<<<<
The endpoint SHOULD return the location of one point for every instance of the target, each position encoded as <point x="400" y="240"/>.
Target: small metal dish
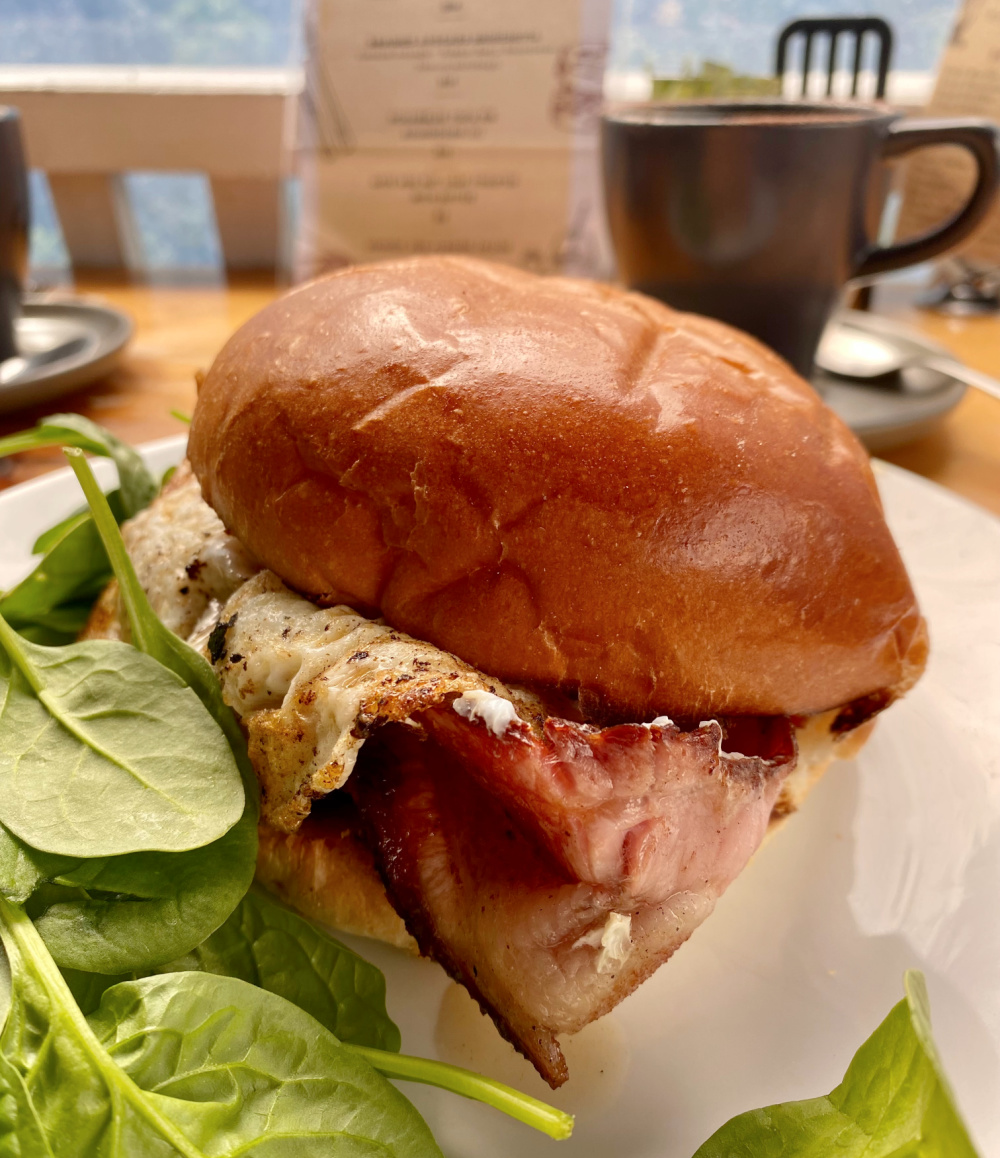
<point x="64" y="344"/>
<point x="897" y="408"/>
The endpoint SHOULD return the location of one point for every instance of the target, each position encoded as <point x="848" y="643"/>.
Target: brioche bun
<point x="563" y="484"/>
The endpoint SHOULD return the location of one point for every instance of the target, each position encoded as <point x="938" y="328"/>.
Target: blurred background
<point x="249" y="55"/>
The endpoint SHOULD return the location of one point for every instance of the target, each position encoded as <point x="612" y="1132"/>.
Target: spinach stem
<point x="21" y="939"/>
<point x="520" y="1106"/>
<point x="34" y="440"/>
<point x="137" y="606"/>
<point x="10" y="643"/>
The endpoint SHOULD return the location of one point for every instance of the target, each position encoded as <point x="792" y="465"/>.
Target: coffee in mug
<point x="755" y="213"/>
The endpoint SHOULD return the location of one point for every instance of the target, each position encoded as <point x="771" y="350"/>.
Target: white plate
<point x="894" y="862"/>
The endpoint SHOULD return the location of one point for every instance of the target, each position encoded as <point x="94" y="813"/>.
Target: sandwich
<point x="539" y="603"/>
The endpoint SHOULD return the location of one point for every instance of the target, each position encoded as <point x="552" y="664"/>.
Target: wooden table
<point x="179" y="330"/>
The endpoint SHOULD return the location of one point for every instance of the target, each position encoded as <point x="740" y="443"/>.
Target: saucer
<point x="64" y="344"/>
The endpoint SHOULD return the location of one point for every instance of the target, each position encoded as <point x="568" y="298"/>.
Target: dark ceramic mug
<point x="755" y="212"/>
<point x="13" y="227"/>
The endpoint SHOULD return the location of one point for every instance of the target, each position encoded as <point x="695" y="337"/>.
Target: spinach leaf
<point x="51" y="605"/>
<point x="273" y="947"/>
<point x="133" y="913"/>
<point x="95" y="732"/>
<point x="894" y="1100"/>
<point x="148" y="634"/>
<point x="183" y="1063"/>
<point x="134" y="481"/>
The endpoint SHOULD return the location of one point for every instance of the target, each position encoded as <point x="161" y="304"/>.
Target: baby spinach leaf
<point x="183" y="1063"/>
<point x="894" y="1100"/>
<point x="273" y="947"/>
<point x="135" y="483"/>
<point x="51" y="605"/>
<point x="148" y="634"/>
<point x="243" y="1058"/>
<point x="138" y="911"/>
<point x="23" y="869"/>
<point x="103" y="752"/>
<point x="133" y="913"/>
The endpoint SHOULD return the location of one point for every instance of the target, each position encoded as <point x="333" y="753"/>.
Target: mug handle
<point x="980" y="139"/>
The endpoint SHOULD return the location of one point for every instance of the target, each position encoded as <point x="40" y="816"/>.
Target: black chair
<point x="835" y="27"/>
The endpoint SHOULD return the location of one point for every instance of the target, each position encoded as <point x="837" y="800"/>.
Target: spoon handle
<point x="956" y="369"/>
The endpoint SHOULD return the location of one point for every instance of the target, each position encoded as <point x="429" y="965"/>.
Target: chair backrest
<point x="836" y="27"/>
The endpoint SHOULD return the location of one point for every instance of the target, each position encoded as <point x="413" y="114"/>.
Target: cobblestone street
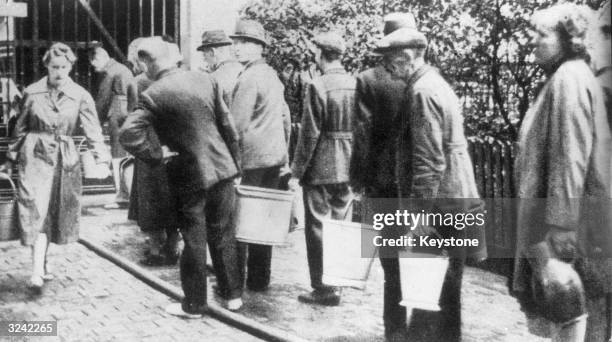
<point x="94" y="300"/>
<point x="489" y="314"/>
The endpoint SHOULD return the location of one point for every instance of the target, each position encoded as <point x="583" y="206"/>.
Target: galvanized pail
>>>>
▶ **Exercise goal**: State how many lines contain the string "handle", and give only the number.

▶ **Written response**: 2